Coordinate annotation entries
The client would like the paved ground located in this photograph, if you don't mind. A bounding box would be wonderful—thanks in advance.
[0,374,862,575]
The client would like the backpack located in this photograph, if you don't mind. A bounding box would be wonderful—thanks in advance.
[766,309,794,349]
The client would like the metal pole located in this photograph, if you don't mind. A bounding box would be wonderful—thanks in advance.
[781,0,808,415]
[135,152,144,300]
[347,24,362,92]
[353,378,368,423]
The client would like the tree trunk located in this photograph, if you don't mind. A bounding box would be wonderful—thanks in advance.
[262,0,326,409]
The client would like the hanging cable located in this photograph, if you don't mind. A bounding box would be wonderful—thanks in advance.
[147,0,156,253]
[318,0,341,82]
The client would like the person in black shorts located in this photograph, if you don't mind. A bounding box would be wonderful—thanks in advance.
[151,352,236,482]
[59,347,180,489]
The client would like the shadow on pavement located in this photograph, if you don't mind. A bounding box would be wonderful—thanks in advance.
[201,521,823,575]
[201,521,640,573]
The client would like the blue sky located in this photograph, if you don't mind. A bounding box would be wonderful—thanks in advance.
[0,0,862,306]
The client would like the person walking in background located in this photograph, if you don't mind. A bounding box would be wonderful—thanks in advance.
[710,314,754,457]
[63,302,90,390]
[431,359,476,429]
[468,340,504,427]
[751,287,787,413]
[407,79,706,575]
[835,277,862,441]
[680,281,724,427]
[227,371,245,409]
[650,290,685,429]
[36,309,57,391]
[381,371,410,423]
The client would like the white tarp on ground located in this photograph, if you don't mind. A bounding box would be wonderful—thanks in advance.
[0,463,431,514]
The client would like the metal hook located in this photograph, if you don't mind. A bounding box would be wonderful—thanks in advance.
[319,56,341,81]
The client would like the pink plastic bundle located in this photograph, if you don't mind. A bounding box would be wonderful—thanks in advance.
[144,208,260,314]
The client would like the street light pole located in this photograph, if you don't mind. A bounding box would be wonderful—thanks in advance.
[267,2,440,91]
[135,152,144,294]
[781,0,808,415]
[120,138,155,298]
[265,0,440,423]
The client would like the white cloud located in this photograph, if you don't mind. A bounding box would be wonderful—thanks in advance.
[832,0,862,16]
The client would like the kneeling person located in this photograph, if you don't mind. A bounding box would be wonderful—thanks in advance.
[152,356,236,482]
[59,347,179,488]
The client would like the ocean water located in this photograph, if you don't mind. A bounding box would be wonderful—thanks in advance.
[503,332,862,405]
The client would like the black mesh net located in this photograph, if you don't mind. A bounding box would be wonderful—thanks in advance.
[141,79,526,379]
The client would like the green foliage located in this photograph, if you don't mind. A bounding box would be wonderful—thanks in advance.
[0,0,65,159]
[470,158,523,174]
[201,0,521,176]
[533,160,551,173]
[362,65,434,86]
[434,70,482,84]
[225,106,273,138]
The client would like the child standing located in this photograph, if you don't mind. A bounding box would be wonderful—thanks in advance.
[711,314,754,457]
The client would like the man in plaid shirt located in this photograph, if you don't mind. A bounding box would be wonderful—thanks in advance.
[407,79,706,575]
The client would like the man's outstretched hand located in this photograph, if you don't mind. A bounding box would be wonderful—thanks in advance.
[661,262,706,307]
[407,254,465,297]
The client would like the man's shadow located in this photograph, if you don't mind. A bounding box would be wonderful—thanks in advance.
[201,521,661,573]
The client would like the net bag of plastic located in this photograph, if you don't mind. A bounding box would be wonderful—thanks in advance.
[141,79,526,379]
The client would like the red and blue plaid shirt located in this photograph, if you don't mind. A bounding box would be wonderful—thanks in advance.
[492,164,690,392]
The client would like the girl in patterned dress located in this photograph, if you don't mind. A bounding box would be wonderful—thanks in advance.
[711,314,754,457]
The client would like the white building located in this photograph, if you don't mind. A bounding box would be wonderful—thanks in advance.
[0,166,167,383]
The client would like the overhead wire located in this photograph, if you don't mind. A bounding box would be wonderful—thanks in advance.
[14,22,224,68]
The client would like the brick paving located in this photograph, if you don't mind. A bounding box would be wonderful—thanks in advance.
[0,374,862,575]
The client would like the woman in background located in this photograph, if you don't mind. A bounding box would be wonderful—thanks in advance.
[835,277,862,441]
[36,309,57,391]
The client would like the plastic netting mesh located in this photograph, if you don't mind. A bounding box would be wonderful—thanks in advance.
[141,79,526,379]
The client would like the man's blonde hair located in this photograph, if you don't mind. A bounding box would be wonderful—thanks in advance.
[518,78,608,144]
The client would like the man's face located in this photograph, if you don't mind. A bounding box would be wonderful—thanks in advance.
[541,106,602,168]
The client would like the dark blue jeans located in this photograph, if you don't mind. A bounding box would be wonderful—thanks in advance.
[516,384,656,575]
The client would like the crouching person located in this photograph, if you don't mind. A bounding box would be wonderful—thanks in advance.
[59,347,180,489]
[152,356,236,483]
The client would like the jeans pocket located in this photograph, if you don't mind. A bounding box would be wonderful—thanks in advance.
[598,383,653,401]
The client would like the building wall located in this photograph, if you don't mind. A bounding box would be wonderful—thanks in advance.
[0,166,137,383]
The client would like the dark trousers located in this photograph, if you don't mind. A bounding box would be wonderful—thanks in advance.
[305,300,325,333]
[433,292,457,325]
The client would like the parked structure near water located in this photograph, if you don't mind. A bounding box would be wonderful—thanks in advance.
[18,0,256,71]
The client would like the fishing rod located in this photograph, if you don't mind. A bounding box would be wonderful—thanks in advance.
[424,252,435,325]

### EXERCISE REQUIREMENTS
Output the records above as a CSV with the two columns label_text and coordinates, one row per record. Put each record's text and its answer in one quoted field apiece, with line breaks replaced by spaces.

### WRITTEN RESPONSE
label_text,coordinates
"The client would like the paved ground located in this photograph, if you don't mind. A bounding box would be wonderful—thanks in advance.","[0,374,862,575]"
"The client would like the backpack located in this photograph, if you don't mind. A bounding box would be wonderful—thanks in advance.","[766,309,794,349]"
"The client would like the metal pole located in this photograph, if you don't mind. A bounding box would be wonderful—thanks in advance.","[781,0,808,415] [135,152,144,300] [347,24,362,92] [353,378,368,423]"
"The client would like the tree trunk located in this photograph, if you don't mind. A bounding box would be wonderful—thanks in advance.","[262,0,326,409]"
"The client would like the hanging cable located in this photograph, if you don't mind. A bounding box would be wonderful—thanks in advance.","[147,0,156,253] [318,0,341,82]"
"The client would like the person in black shorts located in this photograph, if you don't mind. A bounding box would be wonderful—thanks in advance.","[151,352,236,482] [59,347,180,489]"
"The client would like the shadow on pavement located in this photograph, if you don't mind. A bounding box would be wonderful—thanks in advance.","[201,521,823,575] [201,521,640,573]"
"The client would like the blue sky located in this photograph, if you don't mind. A bounding box would be wonderful—thanks in advance.","[0,0,862,306]"
"The client would like the person walking in background located in this photograph, if you don't mind. A bounding box would be wonderful—thanks in advance.","[710,314,754,457] [63,302,90,390] [431,359,476,429] [468,340,504,427] [751,287,787,413] [407,79,706,575] [835,277,862,441] [680,281,724,427] [227,371,245,409] [650,290,685,429] [36,309,57,391] [381,371,410,423]"
"The client would like the white tarp on ground located in this photograph, if you don't mind. A bounding box would be wonderful—thanks in advance.","[0,463,431,514]"
"The client would like the metal hook located in this photograph, if you don't mind. A bounding box would be wonderful—thanks in advance.","[319,56,341,81]"
"The client would like the pink plastic bundle located in this photograph, if you don't mind. A bounding box would be wonderful—thanks in advance.","[144,208,260,314]"
"The client would like the street light pole located in this photograph, if you don't mind. A bounding box would be wonderful—thanks in advance.","[267,2,440,91] [135,152,144,294] [781,0,808,415] [120,138,155,298] [265,0,440,423]"
"The client would like the white cloud located in this photograph, if you don't mind. A bounding box would be wonderful—thanks in advance.","[832,0,862,16]"
"The client would like the kneeling person located in this photograph, if you don't mind. A bounding box would be wonderful—thanks in advance.","[152,356,236,482] [59,347,179,488]"
"The client would like the ocean water located in this photograph, if you don't mind. A bounding box would be wonderful—thanks in advance.","[503,332,862,405]"
"The client would like the black mesh net located in this photograph, if you don't mind. A bounding box would be wonderful—thanks in advance.","[141,79,526,379]"
"The client would like the green foliage located in this photograph, if you don't mind. A bounding box would be wonderful—thanks in advance.","[0,0,65,159] [470,158,523,174] [201,0,521,176] [533,160,551,173] [362,65,434,86] [434,70,482,84] [225,106,273,138]"
"The client would like the child standing located in this photograph, if you don't mind. A bounding box would be wonderful—thanks in advance.","[711,314,754,457]"
"The client would like the man in plaid shirt located in this photograph, if you don't mind. A bounding box would be wonderful—thanks in advance.","[407,79,706,575]"
"The client would like the man's outstretched hand located in this photograph, if you don't mind. A bounding box would be wonderful—thanks in advance.","[661,262,706,307] [407,254,465,297]"
"The client would like the man's shadow located in this photograph, if you don't mind. A bounding box would be wonderful—thanks in advance.","[201,521,661,573]"
"The client would like the net bag of plastic located in this photograph, if you don't mind. A bounding box would be wonderful—thanks in advance.","[141,79,526,379]"
"The client would like the red and blue plaid shirt located in this photograph, if you don't mind. A bounding box would be wonderful—thanks in advance.","[492,164,690,392]"
"The client would like the girl in patterned dress located in this photograph, if you don't mind. A bounding box would be wonderful—thanks in advance.","[711,314,754,457]"
"The client would like the white building located in this photograph, if you don't mind. A bounding box would be wonderful—thanks in advance.","[0,166,167,383]"
"The client would like the overhead wire located in this photograph, if you don't mind. A bounding box would be wonderful—thanks in advance.","[14,22,224,68]"
"The client would like the brick paving located in this photograph, if you don't mind. A bounding box would be wonderful—thanks in advance.","[0,374,862,575]"
"The client would like the woman in background located in this photograph, if you don't mind. A bounding box would be wonderful—thanks in advance.","[835,277,862,441] [36,309,57,391]"
"The client would like the plastic netting mesh located in this photograph, if you don't mind. A bounding box would be wonderful—thanks in advance.","[141,79,526,379]"
"The client would like the man's blonde hair located in this photograph, if you don't mind. A bounding box would be wonderful—thanks in advance.","[518,78,608,144]"
"The client would like the man's face located in this photograph, if you don't mind. A bounding box would be wonderful—thanks in advance.","[541,106,602,168]"
"The client would like the dark blue jeans located in this photograph, if you don't mind. A bounding box would be wonderful—thanks in advance.","[516,384,656,575]"
"The client would like the crouching person located in this photograph, if you don't mind. A bounding box would be wonderful—thanks in advance.","[59,347,180,489] [152,356,236,483]"
"The client would like the jeans pocket located in this photograph, if you don't mind. A bounding box would be wonderful—thanks in advance.","[598,383,653,401]"
"The client would like the building wall located in this photograph, if you don't mind. A bounding box would be wonderful—thanks in advance.","[0,166,137,383]"
"The client would like the dark trousers located in this photograph, if you don't mind. A bounding box would be wonderful—thanks in advance.","[305,300,325,333] [433,292,457,325]"
"The client would like the parked structure near water located in this photograph, if you don't mind. A bounding box would be wonderful—thanks in advance.","[18,0,256,71]"
"The client would like the fishing rod located in this photograph, if you don't mind. A bounding box would be wonderful—thanks in advance.","[424,252,435,325]"